**TASK INSTRUCTIONS**
Reproduce every record below exactly as it appears.

* Begin THE DATA *

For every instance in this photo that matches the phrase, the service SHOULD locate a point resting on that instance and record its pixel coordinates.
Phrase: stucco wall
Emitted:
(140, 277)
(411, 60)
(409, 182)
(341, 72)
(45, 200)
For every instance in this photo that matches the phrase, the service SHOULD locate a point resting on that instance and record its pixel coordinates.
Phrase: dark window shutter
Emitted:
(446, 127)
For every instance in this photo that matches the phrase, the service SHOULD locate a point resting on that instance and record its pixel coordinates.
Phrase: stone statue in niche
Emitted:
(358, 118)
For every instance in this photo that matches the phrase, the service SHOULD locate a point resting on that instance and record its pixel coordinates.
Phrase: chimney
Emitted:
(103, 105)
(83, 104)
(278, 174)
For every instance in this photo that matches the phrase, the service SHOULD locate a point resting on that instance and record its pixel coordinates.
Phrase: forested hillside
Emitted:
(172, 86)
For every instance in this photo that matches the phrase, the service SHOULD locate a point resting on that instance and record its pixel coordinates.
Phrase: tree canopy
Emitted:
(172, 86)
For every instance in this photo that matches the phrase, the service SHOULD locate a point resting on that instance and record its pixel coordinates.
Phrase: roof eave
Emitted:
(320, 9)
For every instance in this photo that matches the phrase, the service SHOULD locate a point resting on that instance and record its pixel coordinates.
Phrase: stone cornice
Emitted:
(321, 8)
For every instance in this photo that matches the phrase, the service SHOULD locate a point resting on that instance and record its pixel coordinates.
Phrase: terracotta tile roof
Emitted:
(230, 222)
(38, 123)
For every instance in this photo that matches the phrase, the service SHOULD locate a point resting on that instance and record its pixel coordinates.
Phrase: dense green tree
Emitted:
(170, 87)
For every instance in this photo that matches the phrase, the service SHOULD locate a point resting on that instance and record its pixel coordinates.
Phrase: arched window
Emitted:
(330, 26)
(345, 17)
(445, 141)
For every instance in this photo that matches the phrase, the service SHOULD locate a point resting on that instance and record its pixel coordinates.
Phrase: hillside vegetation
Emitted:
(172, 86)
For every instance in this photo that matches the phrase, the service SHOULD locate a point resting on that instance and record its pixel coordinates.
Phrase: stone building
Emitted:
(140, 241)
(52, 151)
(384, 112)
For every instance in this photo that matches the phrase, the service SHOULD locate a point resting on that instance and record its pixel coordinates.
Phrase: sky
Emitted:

* End THE DATA *

**SOLUTION TO THIS TASK**
For every instance in this photo that matches the phrase, the service SHOULD locate a point resting on that instance and record its pixel coordinates.
Phrase: stucco wall
Emitted:
(140, 277)
(411, 60)
(409, 182)
(341, 72)
(45, 200)
For every instance in this photo that matches the phrase, the service SHOULD locate a point resting on that instance and record its pixel coordinates.
Phrase: dark window shutter
Emitted:
(446, 127)
For every instance in this photo that matches the phrase, the service SHOULD locate a point resting on that instance and record its pixel coordinates.
Phrase: stone statue in niche
Emitted:
(358, 118)
For every instance in this photo that matches the phrase, the service SHOULD locate a point resting on that instance and record its pixel coordinates.
Phrase: chimney
Emitted:
(103, 105)
(83, 104)
(278, 174)
For every instance in this photo that matches the phrase, the service SHOULD locate a point resting on that instance and record its pixel coordinates.
Phrase: forested hillside
Emitted:
(172, 86)
For every instance in this photo that matches the phrase, the service SHOULD locate a point resting on that instance and record its pixel coordinates.
Phrase: tree canopy
Emitted:
(172, 86)
For every instance in this photo that matches the phrase, the service SHOULD locate a point resting on that instance and record its pixel coordinates.
Phrase: roof eave
Emitted:
(320, 9)
For every instance in this photo that matches the phrase, the service SHOULD locate a point resting on that instance and record its pixel coordinates.
Phrase: stone cornice
Emitted:
(321, 8)
For every instance in this photo that matches the phrase, the service SHOULD locate a point resting on that instance and record its pixel coordinates.
Phrase: terracotta tile roof
Emitted:
(230, 222)
(38, 123)
For every instance in this photo that matches the phrase, the service SHOULD locate a point resting on that instance and record its pixel coordinates.
Phrase: dense green tree
Emitted:
(170, 87)
For every instance in this photo that matches the phrase, the service SHOULD locate a point resting on that instance and record its pixel coordinates.
Phrase: arched window
Emitted:
(330, 26)
(345, 17)
(445, 141)
For every instance in this photo that matches the phrase, the service SHOULD locate a point resting on that instance and record its pixel coordinates.
Phrase: hillside vegetation
Emitted:
(172, 86)
For every instance in this photo that matches the phrase, the service SHOULD locate a point resting on that instance and record its pixel coordinates.
Phrase: stone building
Emitted:
(140, 241)
(52, 151)
(384, 112)
For every instance in this photo that matches the phrase, the service SHOULD locate a point resting on that instance and record its pixel coordinates.
Phrase: sky
Emitted:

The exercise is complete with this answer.